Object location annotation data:
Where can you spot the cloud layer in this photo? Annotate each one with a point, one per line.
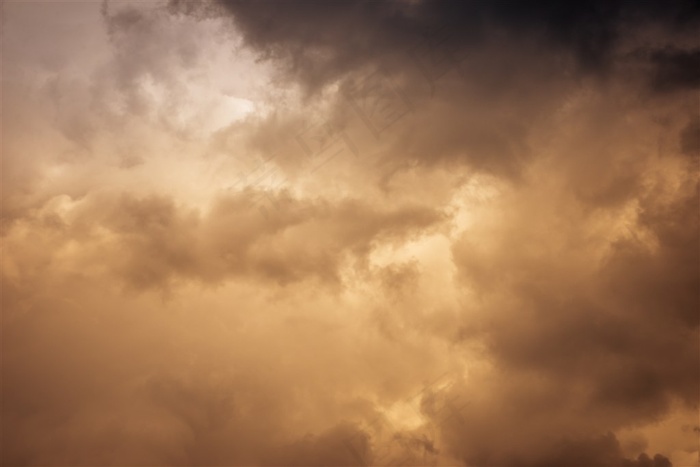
(351, 233)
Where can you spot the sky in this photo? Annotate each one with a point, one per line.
(313, 233)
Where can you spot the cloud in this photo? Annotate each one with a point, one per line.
(415, 233)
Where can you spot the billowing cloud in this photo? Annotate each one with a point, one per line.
(351, 233)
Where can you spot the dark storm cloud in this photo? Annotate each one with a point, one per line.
(675, 70)
(322, 41)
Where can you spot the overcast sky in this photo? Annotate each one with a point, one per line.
(333, 233)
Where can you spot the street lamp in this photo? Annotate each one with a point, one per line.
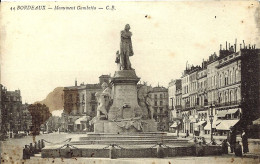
(211, 121)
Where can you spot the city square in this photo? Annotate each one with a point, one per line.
(129, 102)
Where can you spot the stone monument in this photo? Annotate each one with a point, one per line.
(124, 109)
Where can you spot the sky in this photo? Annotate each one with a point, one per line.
(42, 50)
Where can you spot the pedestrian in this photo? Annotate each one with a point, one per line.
(26, 152)
(225, 147)
(245, 142)
(187, 133)
(204, 141)
(232, 140)
(238, 149)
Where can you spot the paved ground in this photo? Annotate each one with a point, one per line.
(11, 152)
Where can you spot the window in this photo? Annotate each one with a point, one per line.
(77, 97)
(231, 77)
(93, 108)
(70, 97)
(155, 96)
(93, 97)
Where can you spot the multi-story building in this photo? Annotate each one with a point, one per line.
(1, 108)
(159, 97)
(11, 110)
(80, 101)
(26, 122)
(40, 114)
(174, 93)
(224, 89)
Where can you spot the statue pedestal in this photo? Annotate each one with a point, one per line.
(124, 127)
(124, 95)
(125, 115)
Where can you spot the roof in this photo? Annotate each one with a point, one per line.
(160, 89)
(86, 86)
(215, 123)
(82, 119)
(223, 113)
(200, 123)
(226, 124)
(174, 125)
(256, 122)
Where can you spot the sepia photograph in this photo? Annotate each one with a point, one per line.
(130, 82)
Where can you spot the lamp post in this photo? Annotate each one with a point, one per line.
(211, 121)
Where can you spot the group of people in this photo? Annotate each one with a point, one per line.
(235, 146)
(30, 150)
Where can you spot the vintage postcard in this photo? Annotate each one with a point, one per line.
(130, 82)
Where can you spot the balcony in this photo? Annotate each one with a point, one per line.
(228, 103)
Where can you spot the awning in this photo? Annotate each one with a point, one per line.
(232, 111)
(174, 125)
(256, 122)
(222, 113)
(200, 123)
(226, 124)
(214, 125)
(192, 119)
(82, 119)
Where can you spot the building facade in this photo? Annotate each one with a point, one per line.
(159, 96)
(224, 90)
(80, 101)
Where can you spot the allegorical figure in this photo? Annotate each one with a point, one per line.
(148, 102)
(103, 100)
(126, 48)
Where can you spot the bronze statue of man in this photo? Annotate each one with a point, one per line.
(126, 48)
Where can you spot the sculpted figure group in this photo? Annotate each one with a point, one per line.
(104, 100)
(126, 50)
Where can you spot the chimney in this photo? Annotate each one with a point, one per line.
(226, 45)
(235, 46)
(76, 84)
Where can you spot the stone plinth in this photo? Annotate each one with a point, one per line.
(105, 126)
(124, 95)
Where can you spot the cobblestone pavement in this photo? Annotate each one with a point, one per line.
(11, 152)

DESCRIPTION OF THE TASK: Print out the material word for word, omitting the pictures.

TASK SOLUTION:
Where can you spot the cloud layer in this photo? Annotate each one with a point, one per line.
(351, 233)
Where can you spot the sky in this photo? Annotate each one with a point, one per line.
(313, 233)
Where can you spot the cloud in this photo? Annotate each one with a point, one per line.
(415, 233)
Where can you spot the billowing cloud in this photo? Annotate each one with a point, one per line.
(351, 233)
Where can you spot the dark storm cloud in this photo? Annotate each one with a point, one per line.
(675, 70)
(322, 41)
Where can you spot the overcast sky in this photo? Annotate each one with a point, one per line.
(333, 233)
Where can you spot the street lamp in this photo? Annotate each one with a point, one per line.
(211, 121)
Where can you spot the city square in this photo? Annotate each one with a point, one per line.
(129, 102)
Where can you spot the stone monument in this photo? Annotate each one with a point, one per line.
(124, 109)
Where can you spot the sky in this photo? Annotate each one with a point, one per line.
(42, 50)
Where can you spot the pedestrian in this photo? Annotate each one with a point, one per line.
(26, 152)
(225, 147)
(245, 142)
(187, 133)
(204, 141)
(232, 140)
(238, 149)
Where can you spot the paved ground in this photo? Annotate each one with a point, one per line.
(11, 152)
Where can you spot the window in this photo? Annotate each one with a point, one per line.
(77, 97)
(231, 77)
(93, 108)
(70, 97)
(155, 96)
(93, 97)
Where can you spot the multi-story building in this photo? Annotate each one with a point, one per line.
(1, 108)
(159, 97)
(11, 110)
(80, 101)
(26, 122)
(40, 114)
(174, 93)
(224, 89)
Where can you spot the statue pedestal in this photo? Annotate each one with a point, one per line.
(124, 127)
(124, 95)
(125, 115)
Where can you spot the roof in this photo? Annotate each one with a point, one per line.
(160, 89)
(86, 86)
(215, 123)
(82, 119)
(223, 113)
(200, 123)
(226, 124)
(174, 125)
(256, 122)
Where can you spot the sepia photograph in this photo? Annotate each one with a point, one per line.
(130, 82)
Where can you spot the lamp post in this photo? Annotate each one with a point, one per line.
(211, 121)
Where can you spot the group of people in this photo? Annotate each one with a point, one per line.
(235, 146)
(30, 150)
Where can you spot the vintage postcard in this photo? Annotate each one with a point, one per line.
(130, 82)
Where can you spot the balcony in this photo? Annotate each one with a point, one per line.
(228, 103)
Where can you spot the awning in this photo? Annotate each one with a point, one per line.
(232, 111)
(174, 125)
(256, 122)
(222, 113)
(200, 123)
(226, 124)
(214, 125)
(192, 119)
(82, 119)
Where can you spot the building facade in this photo? Annotate each one with a point, one per line.
(159, 96)
(224, 90)
(80, 101)
Where can you spot the allegorical figure in this photo? Annotate each one with a point, one per line.
(148, 102)
(103, 100)
(126, 48)
Where can you spot the bronze statue of man in this photo? Annotate each one with a point, one per line.
(126, 48)
Where can you spot the sculpted figure group in this photo? Annotate each one with a point, one per line.
(104, 100)
(126, 50)
Where can you spot the chimney in this photo? Annotate each one with a point, one per line.
(226, 45)
(235, 46)
(76, 84)
Where can you spot the stone plinth in this photo? Annotate each one with a point, one per line.
(105, 126)
(124, 95)
Where can you spot the cobblestone pavement in this photo? Annotate each one with a point, one per line.
(11, 152)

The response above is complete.